§ **TASK DETAILS**: Could you render every line of the records below as a numbered list, leaving out any blank lines?

§ **EXERCISE MATERIAL**:
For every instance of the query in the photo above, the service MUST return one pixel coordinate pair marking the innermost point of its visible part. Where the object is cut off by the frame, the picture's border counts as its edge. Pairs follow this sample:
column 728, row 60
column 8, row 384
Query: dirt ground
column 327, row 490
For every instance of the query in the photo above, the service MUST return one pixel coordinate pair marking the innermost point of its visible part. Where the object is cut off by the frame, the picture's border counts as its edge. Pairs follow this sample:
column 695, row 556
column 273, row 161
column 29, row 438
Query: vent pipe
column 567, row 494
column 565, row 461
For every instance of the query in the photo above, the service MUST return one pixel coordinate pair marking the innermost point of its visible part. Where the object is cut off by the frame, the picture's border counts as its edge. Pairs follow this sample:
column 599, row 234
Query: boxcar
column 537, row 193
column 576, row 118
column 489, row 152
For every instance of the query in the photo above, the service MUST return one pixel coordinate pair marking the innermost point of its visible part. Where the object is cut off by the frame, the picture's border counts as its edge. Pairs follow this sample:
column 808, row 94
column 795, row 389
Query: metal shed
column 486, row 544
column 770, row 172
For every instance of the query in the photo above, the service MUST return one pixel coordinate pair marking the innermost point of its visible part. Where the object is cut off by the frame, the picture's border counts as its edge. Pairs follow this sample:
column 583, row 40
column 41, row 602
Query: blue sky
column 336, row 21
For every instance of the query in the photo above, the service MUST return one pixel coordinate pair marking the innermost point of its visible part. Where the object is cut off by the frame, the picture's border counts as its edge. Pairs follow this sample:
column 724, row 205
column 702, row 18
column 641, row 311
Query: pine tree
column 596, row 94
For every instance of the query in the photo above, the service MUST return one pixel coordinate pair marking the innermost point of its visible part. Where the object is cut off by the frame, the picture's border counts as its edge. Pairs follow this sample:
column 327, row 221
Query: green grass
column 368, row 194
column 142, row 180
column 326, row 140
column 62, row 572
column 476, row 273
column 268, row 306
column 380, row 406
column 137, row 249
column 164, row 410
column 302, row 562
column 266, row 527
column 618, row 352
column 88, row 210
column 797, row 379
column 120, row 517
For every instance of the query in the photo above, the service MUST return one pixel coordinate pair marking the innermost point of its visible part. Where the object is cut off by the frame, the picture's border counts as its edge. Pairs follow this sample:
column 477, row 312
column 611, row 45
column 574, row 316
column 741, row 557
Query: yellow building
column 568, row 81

§ **ANSWER FOR THE TASK**:
1. For every instance of the query in the photo above, the service MUST return one pixel coordinate pair marking the innermost point of its visible part. Where the object is cut off by the frame, the picture's border counts as its edge. Pairs follow this sample:
2. column 728, row 60
3. column 8, row 384
4. Query: dirt ground
5. column 327, row 490
6. For every instance of the query in the photo above, the service MUST return one pixel coordinate pair marking the innermost point of its visible part. Where the object is cut off by the frame, the picture's border counts as its edge. Pairs follow this sample:
7. column 695, row 556
8. column 273, row 161
9. column 29, row 438
10. Query: vent pipe
11. column 567, row 494
12. column 565, row 461
13. For every instance of the query in the photo above, the service MUST return one pixel coordinate pair marking the innermost point of its visible part. Where the object is cut off by the frame, the picture's border counts as its edge. Pairs follow this sample:
14. column 599, row 234
15. Query: boxcar
16. column 537, row 193
17. column 576, row 118
18. column 489, row 152
19. For every instance of the query in the photo above, the service MUST return one pixel coordinate pair marking the innermost point of its visible part. Where the object is cut off by the frame, the picture's border counts as its edge. Pairs follow this sample:
20. column 808, row 94
21. column 795, row 389
22. Query: metal shed
23. column 486, row 544
24. column 770, row 172
25. For every instance of the query in the photo above, the service MUST return one pixel coordinate pair marking the innermost point of its visible part. Where the object is cut off by the frame, the picture's border counts as its edge. Pairs follow this sample:
26. column 583, row 40
27. column 41, row 602
28. Query: blue sky
29. column 336, row 21
30. For every instance of the query in the photo above, the service MUST return one pixel coordinate pair marking the innermost point of its visible part. Where the object is cut off by the frame, the picture's border counts as its edge. Pairs follow this sample:
31. column 724, row 205
32. column 702, row 18
33. column 641, row 311
34. Query: pine tree
35. column 596, row 94
36. For every instance of the query in the photo above, the service MUST return one pixel coordinate pair marking the innermost point of its visible part. Where the object is cut off by the frame, the picture's border counts as its edge. Pairs follow this sample:
37. column 327, row 221
38. Query: green grass
39. column 368, row 194
40. column 142, row 180
41. column 326, row 140
42. column 62, row 572
43. column 476, row 273
44. column 268, row 306
45. column 380, row 406
46. column 137, row 249
47. column 164, row 410
48. column 302, row 562
49. column 266, row 527
50. column 618, row 352
51. column 88, row 210
52. column 797, row 379
53. column 120, row 517
54. For every instance of the query in the photo above, the service MUST return one pixel coordinate pair marking the innermost point of its visible part. Where the object is cut off by the frame, the picture's border counts as its edge. Pairs follow this sample:
55. column 477, row 312
56. column 611, row 45
57. column 574, row 316
58. column 741, row 557
59. Query: yellow building
60. column 568, row 81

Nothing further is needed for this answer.